**THE TASK**: Write out, from the entries below, exactly the lines that run between the lines holding "Locate the innermost point of each instance of the ear." and "Target: yellow sweater", inclusive, and stop there.

**THE INPUT**:
--- START ---

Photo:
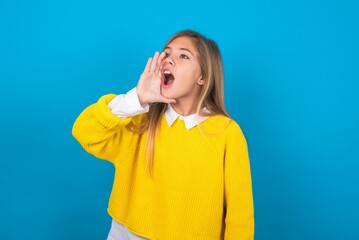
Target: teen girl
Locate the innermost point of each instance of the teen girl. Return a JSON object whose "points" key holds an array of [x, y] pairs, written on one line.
{"points": [[182, 166]]}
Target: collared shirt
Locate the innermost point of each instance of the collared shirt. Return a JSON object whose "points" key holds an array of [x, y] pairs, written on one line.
{"points": [[127, 105]]}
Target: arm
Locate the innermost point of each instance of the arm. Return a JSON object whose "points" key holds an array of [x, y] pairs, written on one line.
{"points": [[238, 188], [101, 126]]}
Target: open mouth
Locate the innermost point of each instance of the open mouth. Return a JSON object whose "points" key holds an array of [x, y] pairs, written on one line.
{"points": [[168, 78]]}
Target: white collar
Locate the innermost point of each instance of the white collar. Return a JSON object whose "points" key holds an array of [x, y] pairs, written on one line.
{"points": [[190, 121]]}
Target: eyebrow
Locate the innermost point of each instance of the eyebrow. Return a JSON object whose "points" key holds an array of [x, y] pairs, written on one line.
{"points": [[184, 49]]}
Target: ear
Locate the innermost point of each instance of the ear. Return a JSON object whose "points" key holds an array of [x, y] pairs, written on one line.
{"points": [[201, 81]]}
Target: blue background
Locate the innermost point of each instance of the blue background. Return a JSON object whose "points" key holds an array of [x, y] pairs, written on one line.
{"points": [[291, 78]]}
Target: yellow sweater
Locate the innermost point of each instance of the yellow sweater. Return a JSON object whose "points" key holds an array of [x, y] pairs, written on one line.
{"points": [[201, 183]]}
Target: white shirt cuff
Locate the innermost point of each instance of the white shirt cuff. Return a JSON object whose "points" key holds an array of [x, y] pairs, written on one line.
{"points": [[127, 105]]}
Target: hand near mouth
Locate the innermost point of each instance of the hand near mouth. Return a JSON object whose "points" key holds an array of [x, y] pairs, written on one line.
{"points": [[149, 84]]}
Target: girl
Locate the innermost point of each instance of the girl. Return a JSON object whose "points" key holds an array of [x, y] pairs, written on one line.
{"points": [[182, 166]]}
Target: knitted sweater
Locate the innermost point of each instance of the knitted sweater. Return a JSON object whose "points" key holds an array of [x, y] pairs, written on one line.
{"points": [[200, 188]]}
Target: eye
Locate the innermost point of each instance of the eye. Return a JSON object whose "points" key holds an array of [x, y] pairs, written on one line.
{"points": [[184, 56]]}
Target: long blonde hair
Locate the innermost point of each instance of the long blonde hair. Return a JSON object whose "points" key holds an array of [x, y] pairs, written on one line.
{"points": [[211, 95]]}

--- END ---

**RESULT BELOW**:
Locate the innermost point of each instance of the ear. Return a JSON object whose "points" key holds an array of [x, y] pairs, written on one line.
{"points": [[201, 81]]}
Target: blue background
Locate the innermost point of each instance of the blue background. Return a JSON object whose "points" key holds an array of [x, y] pairs, written on one line.
{"points": [[291, 78]]}
Target: yellow sweater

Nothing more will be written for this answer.